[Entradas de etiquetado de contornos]

- - - - - - -

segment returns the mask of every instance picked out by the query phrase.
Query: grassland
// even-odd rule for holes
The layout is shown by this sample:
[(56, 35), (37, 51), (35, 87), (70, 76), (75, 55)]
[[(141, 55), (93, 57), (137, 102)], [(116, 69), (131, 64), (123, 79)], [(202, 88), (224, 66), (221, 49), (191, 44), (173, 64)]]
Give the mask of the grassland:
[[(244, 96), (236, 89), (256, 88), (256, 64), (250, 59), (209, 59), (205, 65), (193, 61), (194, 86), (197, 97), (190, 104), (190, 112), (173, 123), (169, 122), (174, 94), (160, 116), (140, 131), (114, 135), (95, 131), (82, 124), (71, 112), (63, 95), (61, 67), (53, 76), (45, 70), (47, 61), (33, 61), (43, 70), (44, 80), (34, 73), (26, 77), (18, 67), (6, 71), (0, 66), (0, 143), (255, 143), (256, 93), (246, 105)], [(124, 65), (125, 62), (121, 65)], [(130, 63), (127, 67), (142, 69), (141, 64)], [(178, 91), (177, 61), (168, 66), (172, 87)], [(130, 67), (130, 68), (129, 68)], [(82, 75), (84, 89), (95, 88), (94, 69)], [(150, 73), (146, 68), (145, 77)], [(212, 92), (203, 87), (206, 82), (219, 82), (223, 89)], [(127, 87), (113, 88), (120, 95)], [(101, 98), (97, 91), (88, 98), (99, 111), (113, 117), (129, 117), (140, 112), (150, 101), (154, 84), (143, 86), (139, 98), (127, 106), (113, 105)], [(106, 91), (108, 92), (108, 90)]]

- - - - - - -

Problema planteado: Por favor, reproduce sin ningún cambio todas las líneas del listado anterior.

Respuesta correcta:
segment returns the mask of every instance picked out by the query phrase.
Query: grassland
// even-odd rule for holes
The layout is shown by this sample:
[(56, 35), (37, 51), (35, 87), (70, 76), (75, 55)]
[[(141, 55), (93, 57), (137, 102)], [(116, 69), (131, 64), (123, 79)], [(202, 88), (224, 66), (221, 49), (191, 44), (173, 64)]]
Give the mask of the grassland:
[[(244, 96), (236, 89), (256, 88), (256, 64), (250, 59), (209, 59), (205, 65), (193, 61), (194, 86), (197, 97), (190, 104), (190, 112), (173, 123), (169, 122), (174, 94), (160, 116), (140, 131), (114, 135), (95, 131), (82, 124), (71, 112), (63, 95), (61, 67), (53, 76), (45, 70), (47, 61), (33, 61), (43, 70), (44, 80), (34, 73), (26, 77), (18, 67), (6, 71), (0, 66), (0, 143), (255, 143), (256, 93), (246, 105)], [(124, 65), (125, 62), (121, 65)], [(130, 63), (127, 67), (142, 69), (141, 64)], [(178, 91), (177, 61), (168, 66), (172, 87)], [(130, 67), (130, 68), (129, 68)], [(82, 75), (84, 89), (95, 88), (94, 69)], [(150, 73), (146, 68), (145, 77)], [(212, 92), (203, 87), (206, 82), (219, 82), (223, 89)], [(127, 87), (113, 88), (120, 95)], [(101, 98), (97, 91), (88, 98), (99, 111), (113, 117), (129, 117), (140, 112), (150, 101), (154, 84), (143, 86), (139, 98), (127, 106), (113, 105)], [(106, 91), (108, 92), (108, 90)]]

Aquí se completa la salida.